Polar night is a phenomenon where night lasts for more than 24 hours that occurs in the northernmost and southernmost regions of Earth. This occurs only inside the polar circles. The opposite phenomenon, polar day, or midnight sun, occurs when the Sun remains above the horizon for more than 24 hours. 

"Night" is understood as the center of the Sun being below a free horizon. Since the atmosphere refracts sunlight, polar day is longer than polar night, and the area that is affected by polar night is somewhat smaller than the area of midnight sun. The polar circle is located at a latitude between these two areas, at approximately 66.5°. While it is day in the Arctic Circle, it is night in the Antarctic Circle, and vice versa.

Any planet or moon with a sufficient axial tilt that rotates with respect to its star significantly more frequently than it orbits the star (and with no tidal locking between the two) will experience the same phenomenon (a nighttime lasting more than one rotation period).

Description

The polar shortest day is not totally dark everywhere inside the polar circle, but only in places within about 5.5° of the poles, and only when the moon is well below the horizon. Regions located at the inner border of the polar circles experience polar twilight instead of polar night. In fact, polar regions typically get more twilight throughout the year than equatorial regions.

* * * * * * *

* _Problem set_:
[1] Answer these questions from the text on polar night:
(a) At approximately what latitude is the polar circle located?
(b) What two names does the text give for the phenomenon opposite to polar night?
(c) Within about how many degrees of the poles is the polar shortest day totally dark?
[2] Proceed with the text on polar night, picking up after its final sentence.
The records after this point are separate material and have no connection to the text on polar night.

* * * * * * *

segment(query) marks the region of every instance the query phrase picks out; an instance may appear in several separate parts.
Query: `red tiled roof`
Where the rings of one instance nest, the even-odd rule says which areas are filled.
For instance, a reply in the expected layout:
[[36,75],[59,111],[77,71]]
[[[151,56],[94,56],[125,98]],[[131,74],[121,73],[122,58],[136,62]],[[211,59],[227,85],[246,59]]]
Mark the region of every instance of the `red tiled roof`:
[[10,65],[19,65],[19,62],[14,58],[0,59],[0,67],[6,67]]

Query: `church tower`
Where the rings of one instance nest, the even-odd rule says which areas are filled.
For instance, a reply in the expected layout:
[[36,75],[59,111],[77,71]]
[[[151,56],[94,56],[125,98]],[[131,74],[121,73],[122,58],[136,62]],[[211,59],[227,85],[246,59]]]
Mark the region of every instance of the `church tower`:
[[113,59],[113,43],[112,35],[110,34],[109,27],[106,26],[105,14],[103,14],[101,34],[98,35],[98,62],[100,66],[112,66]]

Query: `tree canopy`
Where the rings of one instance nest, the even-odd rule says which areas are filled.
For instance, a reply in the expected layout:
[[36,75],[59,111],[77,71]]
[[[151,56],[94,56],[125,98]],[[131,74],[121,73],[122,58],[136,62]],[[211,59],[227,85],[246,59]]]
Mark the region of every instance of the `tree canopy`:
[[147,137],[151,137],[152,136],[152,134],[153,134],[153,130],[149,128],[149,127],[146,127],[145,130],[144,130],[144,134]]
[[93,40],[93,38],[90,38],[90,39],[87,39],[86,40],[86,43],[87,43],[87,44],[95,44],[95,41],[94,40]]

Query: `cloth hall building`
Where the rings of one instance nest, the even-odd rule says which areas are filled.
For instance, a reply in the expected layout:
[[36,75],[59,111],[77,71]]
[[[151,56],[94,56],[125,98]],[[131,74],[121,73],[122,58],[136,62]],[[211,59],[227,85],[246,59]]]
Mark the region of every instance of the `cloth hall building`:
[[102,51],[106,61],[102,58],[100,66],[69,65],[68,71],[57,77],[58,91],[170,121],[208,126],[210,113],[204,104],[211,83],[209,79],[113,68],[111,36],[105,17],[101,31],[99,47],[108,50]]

* * * * * * *

* _Results of the tasks_:
[1]
(a) Approximately 66.5°.
(b) Polar day, or midnight sun.
(c) About 5.5°.

[2]
For regions inside the polar circles, the maximum lengths of the time that the Sun is completely below the horizon varies from zero to a few days beyond the Arctic Circle and Antarctic Circle to 179 days at the Poles. However, not all this time is classified as polar night since sunlight may be visible because of refraction. The time when any part of the Sun is above the horizon at the poles is 186 days. The preceding numbers are average numbers: the ellipticity of Earth's orbit makes the South Pole receive a week more of Sun-below-horizon than the North Pole (see equinox).

Types of polar night

As there are various kinds of twilight, there also exist various kinds of polar night. Each kind of polar night is defined as when it is darker than the corresponding kind of twilight. The descriptions below are based on relatively clear skies, so the sky will be darker in the presence of dense clouds.

Polar twilight

Polar twilight occurs in areas that are located at the inner border of the polar circles, where the Sun will be on or below the horizon all day on the winter solstice. There is then no true daylight at the solar culmination, only civil twilight. This means that the Sun is below the horizon, but by less than 6°. During civil twilight, there may still be enough light for most normal outdoor activities because of light scattering by the upper atmosphere and refraction. Street lamps may remain on and a person looking at a window from within a brightly lit room may see their reflection even at noon, as the level of outdoor illuminance will be below that of many illuminated indoor spaces. It occurs at latitudes between 67°24’ and 72°34’ North or South, when the Sun does not rise, only civil twilight visible.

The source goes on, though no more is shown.